▸ WHAT IS EXPECTED
Could you carry on the TV episode critique below, picking up right after its last sentence?

▸ DOCUMENT SEGMENT

Sheila gets weird with Frank some more about how he's taking Monica to the City (actually the County but they keep saying City) Clerk's office for the settlement thing, which issue is why it matters that Monica keeps going this way and that, because as usual Frank's agenda is the thing messing everything up for everybody. So every scene, things change, but you never know why or what is happening because Monica is such a nonentity and because the line readings are so fucked up in so many places and the emphases keep being on the wrong syllables of these already totally unmusical sentences, which is kind of the writer's fault and kind of the actors' faults, but mostly it's the whole point of having a director, but no dice here because in this case, the director would prefer to be tone-deaf and lazy until the end, and then throw some guitars at your head and pretend we're in Dillon TX instead of generating any kind of emotion or story on his or her own.
But really, the lost opportunities here are myriad: Number one you've got Debbie's divided loyalties, which don't ever come up but should be central, considering she's the little general in charge of Liam and Frank both; you've got Frank's ambivalence about Monica, which comes up only a couple of times and is mostly nonverbal but could have provided the center of the entire storyline; you've got Karen's pretty incredible journey in this episode which expresses the themes of the kids better than their own storyline but there's no attempt at drawing that parallel whatsoever; and you've got Fiona's very real claims and complaints, which only come up as a conversational drive-by when in fact they're the heart of the show.

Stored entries
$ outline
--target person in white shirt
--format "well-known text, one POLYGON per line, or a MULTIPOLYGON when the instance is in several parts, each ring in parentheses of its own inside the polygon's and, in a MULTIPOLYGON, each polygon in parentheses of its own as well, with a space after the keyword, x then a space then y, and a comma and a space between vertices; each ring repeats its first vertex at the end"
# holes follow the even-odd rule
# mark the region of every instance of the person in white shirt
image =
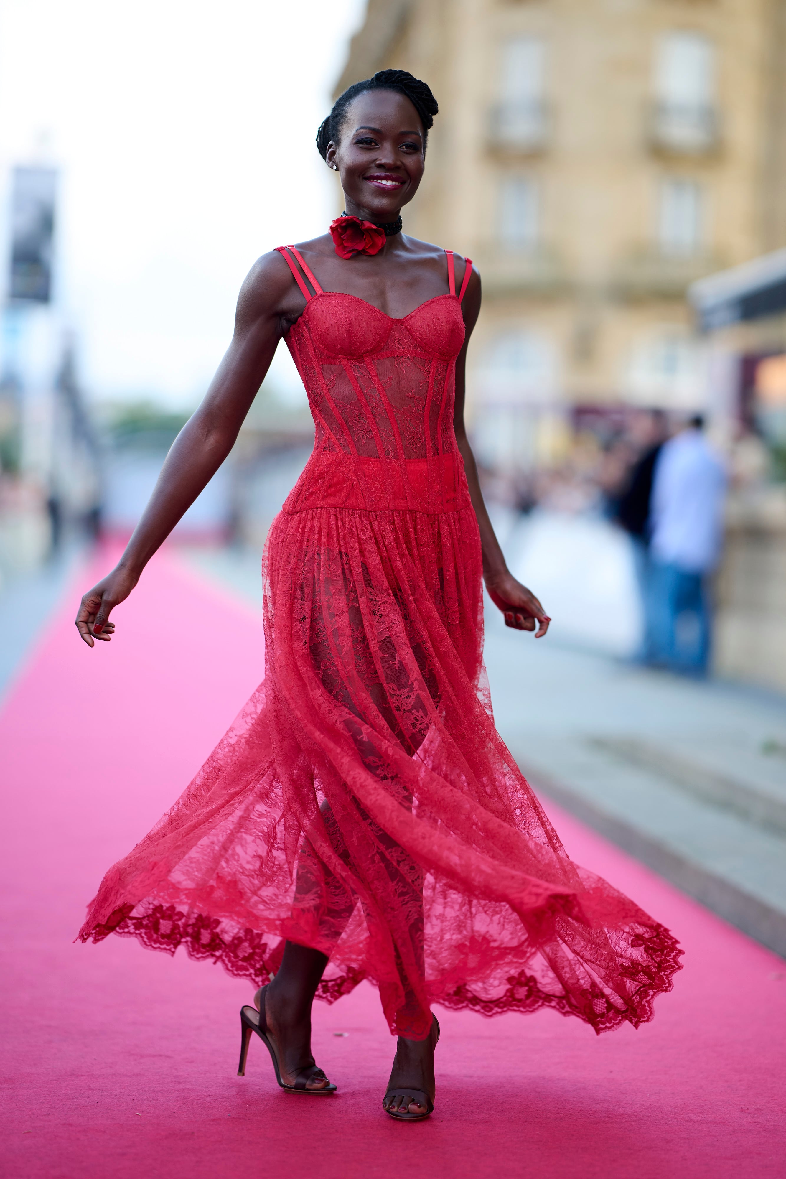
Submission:
POLYGON ((692 417, 663 444, 650 507, 654 651, 652 661, 704 676, 709 664, 708 574, 722 545, 726 472, 692 417))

▸ EXERCISE RESULT
And I mean, that's pretty much everything. And you know what, I'm actually thrilled to have that many complaints because it means I do love this show, and not just because it's my job to think about this show, which is how it usually happens, but because if I'd stuck with it this long on my own -- of which there is no guarantee -- I would know, now, that I had come to love it.
Anyhow, instead of addressing any of those pretty glaring, 101-type issues, let's have this conversation we just had between Monica and Bob, where they are still interested in taking the baby after the DNA results, just like we just talked about. There's some more of that icky -- but fairly insightful -- thing about Bob convincing Monica that she is walking wounded and an emotional cripple, but it's written in such shorthand that it's mostly the actors doing it, which is nice of them but shouldn't be the case in an instance like this. Monica says X and Bob smothers her in her big old arms and says Y, and nobody's hearing anybody else, but not in a way that seems intentional.